(Point-based annotation data)
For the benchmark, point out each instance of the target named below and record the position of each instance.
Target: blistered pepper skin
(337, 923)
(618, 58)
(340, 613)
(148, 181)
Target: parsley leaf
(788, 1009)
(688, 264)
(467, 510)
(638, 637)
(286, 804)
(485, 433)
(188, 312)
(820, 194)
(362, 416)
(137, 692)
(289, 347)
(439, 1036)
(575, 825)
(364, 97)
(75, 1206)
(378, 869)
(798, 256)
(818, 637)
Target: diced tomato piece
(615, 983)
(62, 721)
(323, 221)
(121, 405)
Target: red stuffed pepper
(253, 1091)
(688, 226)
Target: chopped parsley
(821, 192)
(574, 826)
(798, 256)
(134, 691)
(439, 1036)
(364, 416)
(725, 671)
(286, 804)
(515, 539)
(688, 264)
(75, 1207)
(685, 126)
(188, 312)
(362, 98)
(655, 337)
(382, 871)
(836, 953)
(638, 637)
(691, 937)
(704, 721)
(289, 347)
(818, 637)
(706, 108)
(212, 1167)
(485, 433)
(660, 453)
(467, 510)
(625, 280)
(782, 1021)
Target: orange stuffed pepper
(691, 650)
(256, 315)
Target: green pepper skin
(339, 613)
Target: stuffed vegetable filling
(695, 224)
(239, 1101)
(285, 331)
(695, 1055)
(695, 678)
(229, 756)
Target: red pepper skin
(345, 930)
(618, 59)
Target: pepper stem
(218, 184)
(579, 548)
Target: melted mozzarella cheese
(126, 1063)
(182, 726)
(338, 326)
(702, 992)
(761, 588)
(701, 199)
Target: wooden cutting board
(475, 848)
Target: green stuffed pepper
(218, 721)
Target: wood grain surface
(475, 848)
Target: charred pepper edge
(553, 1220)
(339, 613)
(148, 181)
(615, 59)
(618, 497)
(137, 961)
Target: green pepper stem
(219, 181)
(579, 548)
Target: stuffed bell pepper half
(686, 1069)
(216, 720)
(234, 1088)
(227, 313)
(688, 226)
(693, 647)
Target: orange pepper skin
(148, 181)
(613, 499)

• [THE PROBLEM] Your task is to quote all of the data word for word.

• [ANSWER TO THIS TASK]
For the benchmark, point out each instance of the target named below and record the position of each instance.
Target: blistered pepper skin
(337, 923)
(618, 58)
(340, 613)
(148, 181)
Target: parsley leaf
(788, 1009)
(688, 264)
(467, 510)
(638, 637)
(286, 804)
(485, 433)
(188, 312)
(820, 194)
(362, 416)
(137, 692)
(289, 347)
(439, 1036)
(575, 825)
(364, 97)
(75, 1206)
(378, 869)
(798, 256)
(818, 637)
Target: diced tomato piece
(615, 983)
(62, 721)
(323, 221)
(121, 405)
Target: red stuffed pepper
(253, 1091)
(688, 226)
Target: chopped parsley
(821, 192)
(574, 826)
(798, 256)
(134, 691)
(439, 1036)
(364, 416)
(725, 671)
(286, 804)
(515, 539)
(688, 264)
(75, 1207)
(685, 126)
(188, 312)
(362, 98)
(655, 337)
(382, 871)
(836, 953)
(638, 637)
(691, 937)
(704, 721)
(289, 347)
(818, 637)
(706, 108)
(212, 1167)
(485, 433)
(660, 453)
(467, 510)
(625, 280)
(782, 1021)
Target: orange stuffed pepper
(691, 650)
(256, 315)
Target: green pepper skin
(339, 613)
Target: stuffed vegetable filling
(695, 224)
(239, 1101)
(285, 331)
(695, 1055)
(695, 678)
(229, 756)
Target: red pepper skin
(345, 930)
(618, 59)
Target: pepper stem
(218, 184)
(579, 548)
Target: melted mozzarella cheese
(126, 1063)
(182, 726)
(338, 326)
(702, 992)
(761, 588)
(701, 199)
Target: wooden cutting board
(475, 848)
Target: green stuffed pepper
(218, 721)
Target: wood grain surface
(475, 848)
Target: charred pepper edge
(553, 1220)
(339, 613)
(148, 181)
(615, 59)
(618, 497)
(137, 961)
Target: green pepper stem
(219, 181)
(579, 548)
Target: stuffed bell pepper half
(686, 1069)
(216, 720)
(234, 1088)
(227, 313)
(688, 226)
(693, 647)
Target: orange pepper skin
(148, 181)
(613, 499)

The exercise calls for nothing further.